- MATERIAL FOR THIS TASK:
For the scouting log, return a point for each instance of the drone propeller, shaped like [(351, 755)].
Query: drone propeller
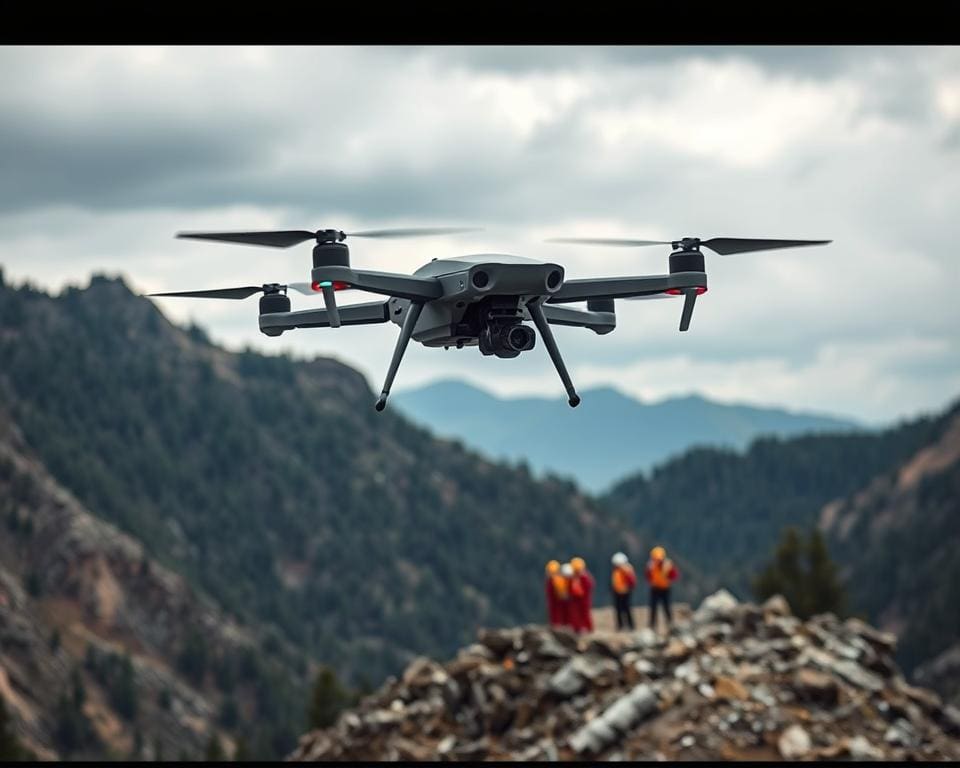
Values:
--
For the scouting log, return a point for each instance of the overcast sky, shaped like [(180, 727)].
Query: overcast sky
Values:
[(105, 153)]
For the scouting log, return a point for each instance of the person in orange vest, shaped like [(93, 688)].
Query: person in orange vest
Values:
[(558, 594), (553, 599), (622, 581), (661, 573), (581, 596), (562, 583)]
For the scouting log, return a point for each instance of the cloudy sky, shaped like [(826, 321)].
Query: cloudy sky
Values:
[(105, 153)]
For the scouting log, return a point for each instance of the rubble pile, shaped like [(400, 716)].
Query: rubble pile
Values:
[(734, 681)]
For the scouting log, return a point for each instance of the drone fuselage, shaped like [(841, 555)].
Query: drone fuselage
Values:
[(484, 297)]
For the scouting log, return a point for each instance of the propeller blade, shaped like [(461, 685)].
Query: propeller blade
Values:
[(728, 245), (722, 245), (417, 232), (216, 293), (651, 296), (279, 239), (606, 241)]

- TASK GOAL:
Please turn the rows from the line with "like [(400, 716)]." through the line with "239), (606, 241)]" into a numbered list, leaving out any blank lines.

- FULL OUTPUT:
1. For the scouting log, return a point for each instance of the rubble pile, shaped like [(400, 716)].
2. Query: rubble pile
3. Values:
4. [(734, 681)]
5. For the scouting log, return a point for each instance of the drone fuselage, shaped like [(841, 555)].
6. Query: drone fuselage
7. Values:
8. [(484, 297)]
9. For the scouting log, return a point for each instance of the propeller blade, shaped like [(461, 685)].
10. Query: propeller blade
11. Values:
12. [(728, 245), (722, 245), (417, 232), (216, 293), (651, 296), (279, 239), (606, 241)]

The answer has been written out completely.